Problem statement
Search the records for the word "folding" and copy every line in which it occurs.

Records for this exercise
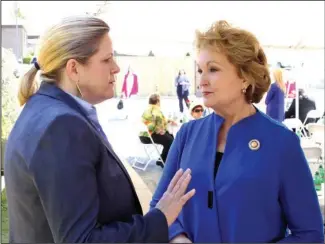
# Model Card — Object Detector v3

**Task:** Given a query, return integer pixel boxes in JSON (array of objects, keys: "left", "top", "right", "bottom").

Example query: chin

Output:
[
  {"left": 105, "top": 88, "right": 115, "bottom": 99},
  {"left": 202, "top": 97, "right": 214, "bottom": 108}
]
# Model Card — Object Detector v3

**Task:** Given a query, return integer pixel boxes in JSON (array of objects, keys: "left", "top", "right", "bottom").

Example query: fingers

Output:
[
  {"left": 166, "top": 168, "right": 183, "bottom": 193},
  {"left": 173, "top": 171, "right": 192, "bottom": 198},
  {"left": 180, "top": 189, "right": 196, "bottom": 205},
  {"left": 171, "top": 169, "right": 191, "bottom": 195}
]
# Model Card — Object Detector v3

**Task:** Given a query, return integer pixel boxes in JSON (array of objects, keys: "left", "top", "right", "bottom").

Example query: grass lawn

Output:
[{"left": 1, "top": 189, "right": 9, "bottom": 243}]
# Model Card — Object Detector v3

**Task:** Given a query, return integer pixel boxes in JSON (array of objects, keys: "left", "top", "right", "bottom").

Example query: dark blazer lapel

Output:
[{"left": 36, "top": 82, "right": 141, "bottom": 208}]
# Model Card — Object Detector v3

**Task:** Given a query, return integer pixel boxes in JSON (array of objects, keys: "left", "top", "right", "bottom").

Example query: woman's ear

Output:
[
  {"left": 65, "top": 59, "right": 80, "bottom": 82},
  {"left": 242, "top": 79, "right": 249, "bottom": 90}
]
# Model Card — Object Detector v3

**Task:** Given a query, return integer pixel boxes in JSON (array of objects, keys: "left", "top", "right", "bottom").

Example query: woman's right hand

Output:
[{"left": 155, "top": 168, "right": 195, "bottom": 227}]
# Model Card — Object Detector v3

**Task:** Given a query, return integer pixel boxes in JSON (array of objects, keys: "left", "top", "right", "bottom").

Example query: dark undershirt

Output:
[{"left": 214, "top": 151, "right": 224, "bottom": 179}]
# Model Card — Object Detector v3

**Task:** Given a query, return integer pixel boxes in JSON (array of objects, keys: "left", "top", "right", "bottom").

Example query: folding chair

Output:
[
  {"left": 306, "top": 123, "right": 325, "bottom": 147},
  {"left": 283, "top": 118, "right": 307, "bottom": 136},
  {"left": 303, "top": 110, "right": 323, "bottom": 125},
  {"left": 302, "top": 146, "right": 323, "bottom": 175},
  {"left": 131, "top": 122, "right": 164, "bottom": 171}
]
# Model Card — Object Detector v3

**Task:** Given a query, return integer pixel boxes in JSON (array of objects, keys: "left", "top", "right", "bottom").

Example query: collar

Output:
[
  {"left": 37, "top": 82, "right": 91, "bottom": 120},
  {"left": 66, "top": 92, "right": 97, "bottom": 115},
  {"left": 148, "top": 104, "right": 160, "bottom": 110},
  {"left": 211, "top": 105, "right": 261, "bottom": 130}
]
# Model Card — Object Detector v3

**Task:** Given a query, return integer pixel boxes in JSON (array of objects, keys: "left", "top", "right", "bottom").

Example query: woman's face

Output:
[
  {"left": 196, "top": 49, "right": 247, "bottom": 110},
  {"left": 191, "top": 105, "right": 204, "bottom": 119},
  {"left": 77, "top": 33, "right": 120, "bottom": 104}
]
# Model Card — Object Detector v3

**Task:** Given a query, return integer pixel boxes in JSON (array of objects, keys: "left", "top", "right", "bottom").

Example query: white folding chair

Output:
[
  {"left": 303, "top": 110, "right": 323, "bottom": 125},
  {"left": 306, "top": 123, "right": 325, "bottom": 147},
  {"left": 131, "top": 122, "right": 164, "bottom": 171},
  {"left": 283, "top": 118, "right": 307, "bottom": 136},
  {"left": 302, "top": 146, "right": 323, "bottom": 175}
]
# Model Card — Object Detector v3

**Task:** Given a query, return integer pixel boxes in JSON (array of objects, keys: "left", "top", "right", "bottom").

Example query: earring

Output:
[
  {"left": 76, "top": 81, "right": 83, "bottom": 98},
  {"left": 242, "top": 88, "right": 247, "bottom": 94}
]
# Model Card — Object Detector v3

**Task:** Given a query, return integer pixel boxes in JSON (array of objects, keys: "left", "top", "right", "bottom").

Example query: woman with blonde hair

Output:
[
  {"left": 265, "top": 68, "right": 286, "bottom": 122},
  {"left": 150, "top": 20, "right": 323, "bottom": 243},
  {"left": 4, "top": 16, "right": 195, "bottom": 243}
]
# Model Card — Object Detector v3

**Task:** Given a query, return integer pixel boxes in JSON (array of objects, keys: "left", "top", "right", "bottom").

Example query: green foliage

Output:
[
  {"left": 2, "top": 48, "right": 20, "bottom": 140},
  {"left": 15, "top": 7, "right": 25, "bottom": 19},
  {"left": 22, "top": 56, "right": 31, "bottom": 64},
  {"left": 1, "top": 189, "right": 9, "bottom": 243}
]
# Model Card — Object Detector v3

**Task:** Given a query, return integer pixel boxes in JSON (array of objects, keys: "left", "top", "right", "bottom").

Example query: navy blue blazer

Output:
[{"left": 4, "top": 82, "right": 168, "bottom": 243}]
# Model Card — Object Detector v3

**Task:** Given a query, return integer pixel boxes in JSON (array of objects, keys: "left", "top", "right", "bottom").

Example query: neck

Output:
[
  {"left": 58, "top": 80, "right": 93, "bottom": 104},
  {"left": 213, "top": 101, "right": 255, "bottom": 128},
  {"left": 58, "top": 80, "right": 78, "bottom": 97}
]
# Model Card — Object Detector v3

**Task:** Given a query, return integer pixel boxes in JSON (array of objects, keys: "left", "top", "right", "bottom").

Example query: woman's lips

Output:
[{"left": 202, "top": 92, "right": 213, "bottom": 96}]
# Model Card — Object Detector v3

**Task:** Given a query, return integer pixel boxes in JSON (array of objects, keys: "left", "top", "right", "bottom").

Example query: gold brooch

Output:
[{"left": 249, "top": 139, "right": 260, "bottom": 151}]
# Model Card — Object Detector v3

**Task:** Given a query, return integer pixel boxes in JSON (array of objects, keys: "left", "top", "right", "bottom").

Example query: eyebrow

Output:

Response for this exercise
Example query: folding chair
Example query: white folding chair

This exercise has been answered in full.